Work to do »
Please count the lines in the records below that contain the word "light" and reply with that number alone.

Records to use »

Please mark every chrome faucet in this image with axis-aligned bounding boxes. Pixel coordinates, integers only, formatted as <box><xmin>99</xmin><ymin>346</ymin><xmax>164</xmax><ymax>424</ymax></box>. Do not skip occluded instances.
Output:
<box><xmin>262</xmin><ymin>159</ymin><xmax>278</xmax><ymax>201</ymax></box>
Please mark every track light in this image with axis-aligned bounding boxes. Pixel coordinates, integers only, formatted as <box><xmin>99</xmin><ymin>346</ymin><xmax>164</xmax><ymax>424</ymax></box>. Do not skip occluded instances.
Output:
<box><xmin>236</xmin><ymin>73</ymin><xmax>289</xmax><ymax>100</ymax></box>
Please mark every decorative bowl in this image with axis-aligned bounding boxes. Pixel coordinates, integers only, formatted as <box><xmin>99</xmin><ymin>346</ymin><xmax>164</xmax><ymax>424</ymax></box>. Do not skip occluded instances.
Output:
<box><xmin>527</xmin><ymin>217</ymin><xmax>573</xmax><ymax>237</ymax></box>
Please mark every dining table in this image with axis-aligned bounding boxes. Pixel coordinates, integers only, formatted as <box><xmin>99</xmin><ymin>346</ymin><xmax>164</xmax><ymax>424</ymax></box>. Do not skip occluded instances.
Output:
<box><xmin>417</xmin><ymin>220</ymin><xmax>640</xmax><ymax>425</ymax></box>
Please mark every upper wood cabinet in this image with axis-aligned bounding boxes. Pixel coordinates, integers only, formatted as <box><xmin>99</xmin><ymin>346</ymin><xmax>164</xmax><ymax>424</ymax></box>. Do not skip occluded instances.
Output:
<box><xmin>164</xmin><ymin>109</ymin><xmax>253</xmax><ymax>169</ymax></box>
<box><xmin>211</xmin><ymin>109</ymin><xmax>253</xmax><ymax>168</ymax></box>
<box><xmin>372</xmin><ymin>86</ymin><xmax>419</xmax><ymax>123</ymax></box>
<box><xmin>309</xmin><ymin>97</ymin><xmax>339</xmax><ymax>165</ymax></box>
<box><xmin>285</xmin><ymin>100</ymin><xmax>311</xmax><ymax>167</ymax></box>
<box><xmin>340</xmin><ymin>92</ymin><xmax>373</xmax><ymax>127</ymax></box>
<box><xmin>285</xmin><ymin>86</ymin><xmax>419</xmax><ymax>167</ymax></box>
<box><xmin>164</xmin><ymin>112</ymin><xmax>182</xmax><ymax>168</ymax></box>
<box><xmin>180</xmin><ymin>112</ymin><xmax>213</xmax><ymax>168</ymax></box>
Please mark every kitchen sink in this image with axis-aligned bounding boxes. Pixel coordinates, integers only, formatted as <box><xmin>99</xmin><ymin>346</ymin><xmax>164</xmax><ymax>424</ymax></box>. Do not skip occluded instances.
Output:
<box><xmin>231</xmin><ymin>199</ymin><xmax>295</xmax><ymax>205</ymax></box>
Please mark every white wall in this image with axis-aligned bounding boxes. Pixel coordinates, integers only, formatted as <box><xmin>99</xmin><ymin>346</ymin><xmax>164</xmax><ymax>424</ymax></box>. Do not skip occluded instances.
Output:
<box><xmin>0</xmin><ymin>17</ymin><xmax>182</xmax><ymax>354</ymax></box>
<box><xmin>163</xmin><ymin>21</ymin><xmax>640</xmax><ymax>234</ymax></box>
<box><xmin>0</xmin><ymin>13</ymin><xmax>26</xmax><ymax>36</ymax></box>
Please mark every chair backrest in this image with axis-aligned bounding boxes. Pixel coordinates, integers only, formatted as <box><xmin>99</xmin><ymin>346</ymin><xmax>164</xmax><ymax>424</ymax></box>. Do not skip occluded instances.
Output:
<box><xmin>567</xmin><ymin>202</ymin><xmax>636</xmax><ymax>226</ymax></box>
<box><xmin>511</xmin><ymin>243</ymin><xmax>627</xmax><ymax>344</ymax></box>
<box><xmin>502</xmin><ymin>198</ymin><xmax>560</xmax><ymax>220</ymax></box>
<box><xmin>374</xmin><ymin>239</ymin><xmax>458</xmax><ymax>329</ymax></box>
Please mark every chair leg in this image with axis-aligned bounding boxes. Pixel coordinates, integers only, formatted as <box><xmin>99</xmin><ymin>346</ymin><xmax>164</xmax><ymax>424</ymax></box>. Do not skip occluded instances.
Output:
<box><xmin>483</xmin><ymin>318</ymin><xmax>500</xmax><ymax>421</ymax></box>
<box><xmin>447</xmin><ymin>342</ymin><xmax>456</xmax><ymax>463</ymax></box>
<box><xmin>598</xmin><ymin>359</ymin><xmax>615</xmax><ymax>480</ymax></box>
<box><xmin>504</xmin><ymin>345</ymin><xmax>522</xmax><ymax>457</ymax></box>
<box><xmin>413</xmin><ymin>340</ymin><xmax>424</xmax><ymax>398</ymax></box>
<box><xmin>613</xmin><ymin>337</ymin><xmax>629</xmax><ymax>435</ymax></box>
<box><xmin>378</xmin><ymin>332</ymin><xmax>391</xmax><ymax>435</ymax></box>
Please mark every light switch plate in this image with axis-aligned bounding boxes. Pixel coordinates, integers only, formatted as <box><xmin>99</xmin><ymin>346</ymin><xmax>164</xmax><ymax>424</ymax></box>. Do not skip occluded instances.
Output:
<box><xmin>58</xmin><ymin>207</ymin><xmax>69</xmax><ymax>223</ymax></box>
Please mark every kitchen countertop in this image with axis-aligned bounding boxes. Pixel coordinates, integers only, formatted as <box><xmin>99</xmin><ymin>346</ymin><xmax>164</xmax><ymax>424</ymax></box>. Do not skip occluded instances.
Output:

Solution to this task »
2